→ **WHAT IS ASKED**:
Copy every line from the one containing "the orange cloud" through the last line of the records below, both included, and nothing else.

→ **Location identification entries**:
** BEGIN **

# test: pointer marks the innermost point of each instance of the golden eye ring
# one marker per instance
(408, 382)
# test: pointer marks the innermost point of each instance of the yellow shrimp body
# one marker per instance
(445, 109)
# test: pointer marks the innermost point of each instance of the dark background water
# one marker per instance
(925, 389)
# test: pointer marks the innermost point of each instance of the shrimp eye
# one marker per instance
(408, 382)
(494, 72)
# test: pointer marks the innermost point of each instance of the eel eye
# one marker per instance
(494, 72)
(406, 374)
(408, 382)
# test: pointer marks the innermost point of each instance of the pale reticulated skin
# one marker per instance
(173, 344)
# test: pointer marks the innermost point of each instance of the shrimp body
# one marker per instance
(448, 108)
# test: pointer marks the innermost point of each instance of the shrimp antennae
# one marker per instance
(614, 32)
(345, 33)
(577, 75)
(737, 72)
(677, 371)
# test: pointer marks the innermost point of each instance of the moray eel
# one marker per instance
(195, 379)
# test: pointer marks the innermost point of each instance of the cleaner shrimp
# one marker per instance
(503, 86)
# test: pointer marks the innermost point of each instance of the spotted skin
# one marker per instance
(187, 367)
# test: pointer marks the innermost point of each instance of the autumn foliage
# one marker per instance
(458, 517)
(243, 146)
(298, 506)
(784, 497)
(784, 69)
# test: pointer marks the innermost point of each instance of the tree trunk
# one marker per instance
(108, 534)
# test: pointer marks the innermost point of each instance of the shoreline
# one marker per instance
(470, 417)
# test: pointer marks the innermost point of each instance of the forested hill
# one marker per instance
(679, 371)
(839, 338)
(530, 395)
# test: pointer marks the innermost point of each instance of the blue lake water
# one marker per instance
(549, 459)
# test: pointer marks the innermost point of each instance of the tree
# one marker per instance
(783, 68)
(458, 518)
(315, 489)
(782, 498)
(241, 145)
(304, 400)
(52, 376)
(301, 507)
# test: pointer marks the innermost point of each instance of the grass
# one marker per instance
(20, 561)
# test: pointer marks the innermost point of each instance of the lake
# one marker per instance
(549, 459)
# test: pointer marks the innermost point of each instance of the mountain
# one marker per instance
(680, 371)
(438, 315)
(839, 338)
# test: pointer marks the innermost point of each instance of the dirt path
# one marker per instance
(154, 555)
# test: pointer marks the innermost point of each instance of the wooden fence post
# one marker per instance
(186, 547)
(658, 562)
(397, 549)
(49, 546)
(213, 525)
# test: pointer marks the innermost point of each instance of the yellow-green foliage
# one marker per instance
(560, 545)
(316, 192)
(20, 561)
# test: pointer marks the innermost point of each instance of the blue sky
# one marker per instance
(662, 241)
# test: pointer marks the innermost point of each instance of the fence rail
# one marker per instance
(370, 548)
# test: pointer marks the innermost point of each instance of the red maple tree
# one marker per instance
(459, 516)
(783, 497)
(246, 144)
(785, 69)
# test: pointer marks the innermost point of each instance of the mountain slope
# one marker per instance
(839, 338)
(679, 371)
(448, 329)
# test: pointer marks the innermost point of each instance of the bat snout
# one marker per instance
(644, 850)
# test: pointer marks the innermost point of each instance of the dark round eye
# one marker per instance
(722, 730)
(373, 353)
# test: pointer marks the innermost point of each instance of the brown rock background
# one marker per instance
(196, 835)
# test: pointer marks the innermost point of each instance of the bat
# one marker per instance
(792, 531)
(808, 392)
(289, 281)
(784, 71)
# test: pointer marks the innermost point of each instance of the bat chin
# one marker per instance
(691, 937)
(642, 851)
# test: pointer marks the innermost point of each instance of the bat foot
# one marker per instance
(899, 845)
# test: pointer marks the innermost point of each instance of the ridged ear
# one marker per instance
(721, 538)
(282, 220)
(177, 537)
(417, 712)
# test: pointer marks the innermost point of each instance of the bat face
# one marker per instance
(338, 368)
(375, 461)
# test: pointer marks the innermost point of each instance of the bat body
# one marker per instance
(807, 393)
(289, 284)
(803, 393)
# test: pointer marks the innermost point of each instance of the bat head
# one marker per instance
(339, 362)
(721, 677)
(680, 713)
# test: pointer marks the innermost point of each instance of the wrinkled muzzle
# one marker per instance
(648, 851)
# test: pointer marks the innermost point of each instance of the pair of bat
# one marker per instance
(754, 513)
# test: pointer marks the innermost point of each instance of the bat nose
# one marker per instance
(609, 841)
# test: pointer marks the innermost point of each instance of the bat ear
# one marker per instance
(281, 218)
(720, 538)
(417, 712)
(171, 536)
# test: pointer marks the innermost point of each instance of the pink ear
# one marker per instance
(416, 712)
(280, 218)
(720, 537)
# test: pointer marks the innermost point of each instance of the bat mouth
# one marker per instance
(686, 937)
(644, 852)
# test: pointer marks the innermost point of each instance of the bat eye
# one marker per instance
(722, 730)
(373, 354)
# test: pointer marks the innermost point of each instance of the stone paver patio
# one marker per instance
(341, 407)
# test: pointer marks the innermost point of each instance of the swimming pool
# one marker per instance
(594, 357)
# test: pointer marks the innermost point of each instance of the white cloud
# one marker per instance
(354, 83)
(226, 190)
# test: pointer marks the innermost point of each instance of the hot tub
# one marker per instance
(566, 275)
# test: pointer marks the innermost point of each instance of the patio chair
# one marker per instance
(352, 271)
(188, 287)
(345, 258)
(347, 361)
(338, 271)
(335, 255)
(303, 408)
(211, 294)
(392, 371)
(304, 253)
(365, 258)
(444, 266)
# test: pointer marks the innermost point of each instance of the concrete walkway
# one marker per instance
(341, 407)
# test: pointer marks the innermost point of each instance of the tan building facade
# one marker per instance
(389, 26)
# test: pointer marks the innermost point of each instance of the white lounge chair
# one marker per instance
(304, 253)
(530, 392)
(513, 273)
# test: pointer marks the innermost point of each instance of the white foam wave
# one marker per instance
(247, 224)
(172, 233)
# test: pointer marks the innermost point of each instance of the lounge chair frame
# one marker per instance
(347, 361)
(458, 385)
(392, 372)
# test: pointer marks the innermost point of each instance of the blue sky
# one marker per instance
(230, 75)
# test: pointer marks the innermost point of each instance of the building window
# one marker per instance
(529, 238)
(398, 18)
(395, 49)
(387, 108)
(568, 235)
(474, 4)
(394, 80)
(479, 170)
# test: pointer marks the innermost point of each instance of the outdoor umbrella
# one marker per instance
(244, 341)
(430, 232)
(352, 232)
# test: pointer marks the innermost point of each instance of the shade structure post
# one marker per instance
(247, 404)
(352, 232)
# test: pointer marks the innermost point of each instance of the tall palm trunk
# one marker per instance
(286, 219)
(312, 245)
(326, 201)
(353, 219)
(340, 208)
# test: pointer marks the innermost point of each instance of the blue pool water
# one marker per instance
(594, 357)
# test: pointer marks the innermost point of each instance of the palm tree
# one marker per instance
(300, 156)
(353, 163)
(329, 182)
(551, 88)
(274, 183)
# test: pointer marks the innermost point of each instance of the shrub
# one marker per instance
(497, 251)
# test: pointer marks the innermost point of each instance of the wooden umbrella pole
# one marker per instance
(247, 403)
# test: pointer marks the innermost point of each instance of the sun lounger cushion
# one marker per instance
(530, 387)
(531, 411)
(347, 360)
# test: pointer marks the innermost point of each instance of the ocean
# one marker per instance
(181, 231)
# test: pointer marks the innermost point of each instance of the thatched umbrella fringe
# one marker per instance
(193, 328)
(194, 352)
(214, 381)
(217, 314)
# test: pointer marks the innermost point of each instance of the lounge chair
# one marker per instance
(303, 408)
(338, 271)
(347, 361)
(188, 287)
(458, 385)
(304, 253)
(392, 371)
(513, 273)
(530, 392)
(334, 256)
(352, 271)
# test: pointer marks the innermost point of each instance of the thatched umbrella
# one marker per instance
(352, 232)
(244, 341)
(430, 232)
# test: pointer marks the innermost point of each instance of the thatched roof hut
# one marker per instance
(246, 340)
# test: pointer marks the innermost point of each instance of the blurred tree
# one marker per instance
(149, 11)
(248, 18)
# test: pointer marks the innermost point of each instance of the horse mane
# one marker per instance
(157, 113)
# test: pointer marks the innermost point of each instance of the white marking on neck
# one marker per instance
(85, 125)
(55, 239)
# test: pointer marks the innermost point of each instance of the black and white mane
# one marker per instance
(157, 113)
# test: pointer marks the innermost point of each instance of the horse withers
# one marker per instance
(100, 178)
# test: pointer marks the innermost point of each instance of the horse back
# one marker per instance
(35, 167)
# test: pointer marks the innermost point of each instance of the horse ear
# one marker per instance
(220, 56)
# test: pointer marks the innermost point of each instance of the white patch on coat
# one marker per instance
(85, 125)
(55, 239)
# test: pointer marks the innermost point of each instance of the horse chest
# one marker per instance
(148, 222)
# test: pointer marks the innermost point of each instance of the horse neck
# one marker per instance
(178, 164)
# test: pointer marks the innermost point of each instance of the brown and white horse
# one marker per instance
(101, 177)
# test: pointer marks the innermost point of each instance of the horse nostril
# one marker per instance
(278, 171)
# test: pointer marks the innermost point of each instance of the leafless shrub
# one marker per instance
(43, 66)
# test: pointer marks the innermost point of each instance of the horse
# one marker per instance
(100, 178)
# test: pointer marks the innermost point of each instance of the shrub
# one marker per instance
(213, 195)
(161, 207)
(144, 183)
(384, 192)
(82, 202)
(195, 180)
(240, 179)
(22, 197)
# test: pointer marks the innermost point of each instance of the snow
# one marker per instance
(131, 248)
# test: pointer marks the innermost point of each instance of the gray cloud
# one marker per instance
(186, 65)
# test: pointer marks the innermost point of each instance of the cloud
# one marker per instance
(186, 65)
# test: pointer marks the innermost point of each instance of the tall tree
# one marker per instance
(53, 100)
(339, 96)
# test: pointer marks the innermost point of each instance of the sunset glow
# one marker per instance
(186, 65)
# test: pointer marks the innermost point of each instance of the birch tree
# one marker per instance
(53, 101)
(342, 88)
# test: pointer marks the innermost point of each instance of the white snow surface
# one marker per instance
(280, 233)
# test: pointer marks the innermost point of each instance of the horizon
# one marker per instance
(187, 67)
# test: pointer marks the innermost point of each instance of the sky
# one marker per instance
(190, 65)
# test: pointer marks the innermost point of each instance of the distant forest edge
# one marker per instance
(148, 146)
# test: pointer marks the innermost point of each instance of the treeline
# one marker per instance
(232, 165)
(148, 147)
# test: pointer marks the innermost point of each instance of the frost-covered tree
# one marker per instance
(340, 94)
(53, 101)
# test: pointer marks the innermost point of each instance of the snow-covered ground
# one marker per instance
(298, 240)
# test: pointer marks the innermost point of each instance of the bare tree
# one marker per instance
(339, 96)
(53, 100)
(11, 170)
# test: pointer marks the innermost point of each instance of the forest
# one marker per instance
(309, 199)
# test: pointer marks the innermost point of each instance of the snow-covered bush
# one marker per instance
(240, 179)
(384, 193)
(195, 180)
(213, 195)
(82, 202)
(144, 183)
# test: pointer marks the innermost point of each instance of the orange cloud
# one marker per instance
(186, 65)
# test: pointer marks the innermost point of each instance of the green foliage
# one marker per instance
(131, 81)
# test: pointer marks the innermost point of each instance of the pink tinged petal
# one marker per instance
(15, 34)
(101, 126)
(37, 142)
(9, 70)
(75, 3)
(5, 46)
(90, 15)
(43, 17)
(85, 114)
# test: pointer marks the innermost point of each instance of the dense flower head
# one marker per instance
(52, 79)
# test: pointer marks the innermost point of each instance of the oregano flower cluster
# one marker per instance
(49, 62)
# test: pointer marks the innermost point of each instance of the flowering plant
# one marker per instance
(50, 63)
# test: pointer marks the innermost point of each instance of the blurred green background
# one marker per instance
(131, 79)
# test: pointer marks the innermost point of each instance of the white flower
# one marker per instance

** END **

→ **RESULT OF THE TASK**:
# test: pointer marks the innermost point of each instance of the orange cloud
# one marker per instance
(186, 65)
# test: pointer marks the innermost point of each instance of the green foliage
# one marker per instance
(131, 81)
# test: pointer marks the innermost point of each instance of the pink tinged petal
# one marker per instance
(15, 34)
(101, 126)
(37, 142)
(9, 70)
(75, 3)
(5, 46)
(90, 15)
(43, 17)
(85, 114)
# test: pointer marks the innermost point of each instance of the dense flower head
# one marker per instance
(52, 79)
# test: pointer marks the innermost point of each instance of the oregano flower cluster
# one marker per instance
(49, 62)
# test: pointer marks the innermost point of each instance of the flowering plant
# one marker per instance
(50, 63)
# test: pointer marks the innermost point of each instance of the blurred green background
# one marker per instance
(131, 79)
# test: pointer marks the innermost point of each instance of the white flower
# one marker per instance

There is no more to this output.